[Requests]
(1) Answer these questions using the exploitation mechanism text, giving each answer on its own line marked with the same letter.
(a) Which parameter in the formSetSpeedWan function is not properly sanitized?
(b) What does the overflow corrupt on the stack?
(c) What two examples of other vulnerabilities are given for exploit chaining?
(2) Extract the passage from the exploitation mechanism text that begins with the words "2. Stack Overflow" and ends after the words "exploitation is trivial.".

[Given text]
————————
Exploitation Mechanism

1. Input Injection via HTTP Request

   • The vulnerability is triggered by sending a maliciously crafted HTTP POST request to the router’s web interface (typically on port 80 or 443).
   • The speed_dir parameter in the formSetSpeedWan function is not properly sanitized, allowing an attacker to overflow the stack buffer.

2. Stack Overflow & Code Execution

   • The overflow corrupts the return address on the stack, enabling arbitrary code execution (ACE).
   • If ASLR (Address Space Layout Randomization) and stack canaries are disabled (common in embedded devices), exploitation is trivial.
   • Successful exploitation could lead to:
     • Remote Code Execution (RCE) with root privileges.
     • Persistent backdoor installation (e.g., via malicious firmware updates).
     • Denial-of-Service (DoS) via device crashes.

3. Exploit Chaining

   • If combined with other vulnerabilities (e.g., default credentials, weak authentication), an attacker could:
     • Pivot into internal networks (lateral movement).
————————
[Entries]

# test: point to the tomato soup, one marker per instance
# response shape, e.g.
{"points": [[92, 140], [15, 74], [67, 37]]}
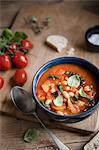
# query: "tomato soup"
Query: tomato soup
{"points": [[67, 89]]}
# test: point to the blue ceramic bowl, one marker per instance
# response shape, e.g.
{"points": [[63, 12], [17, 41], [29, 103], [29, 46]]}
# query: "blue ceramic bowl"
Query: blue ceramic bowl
{"points": [[65, 60]]}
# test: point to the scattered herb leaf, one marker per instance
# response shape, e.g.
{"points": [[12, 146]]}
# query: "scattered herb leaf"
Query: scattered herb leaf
{"points": [[47, 103], [74, 81], [31, 134], [71, 100], [53, 77]]}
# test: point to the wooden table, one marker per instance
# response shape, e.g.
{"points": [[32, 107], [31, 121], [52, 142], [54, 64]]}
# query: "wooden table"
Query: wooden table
{"points": [[11, 129]]}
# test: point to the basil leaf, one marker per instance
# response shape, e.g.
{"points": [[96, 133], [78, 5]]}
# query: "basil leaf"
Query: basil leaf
{"points": [[74, 81], [48, 102], [58, 101], [82, 93], [60, 88], [31, 134]]}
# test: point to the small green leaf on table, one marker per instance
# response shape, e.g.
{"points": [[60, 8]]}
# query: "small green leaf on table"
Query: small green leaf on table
{"points": [[74, 81]]}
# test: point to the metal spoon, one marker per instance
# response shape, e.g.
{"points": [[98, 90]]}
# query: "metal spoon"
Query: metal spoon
{"points": [[26, 104]]}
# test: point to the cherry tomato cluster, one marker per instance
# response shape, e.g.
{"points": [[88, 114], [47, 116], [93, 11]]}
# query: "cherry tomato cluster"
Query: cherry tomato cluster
{"points": [[15, 55]]}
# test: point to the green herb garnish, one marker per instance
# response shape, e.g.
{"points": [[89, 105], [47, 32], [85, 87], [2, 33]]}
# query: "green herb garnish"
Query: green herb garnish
————————
[Solutions to the problems]
(1)
(a) speed_dir
(b) The return address
(c) Default credentials and weak authentication

(2)
2. Stack Overflow & Code Execution

   • The overflow corrupts the return address on the stack, enabling arbitrary code execution (ACE).
   • If ASLR (Address Space Layout Randomization) and stack canaries are disabled (common in embedded devices), exploitation is trivial.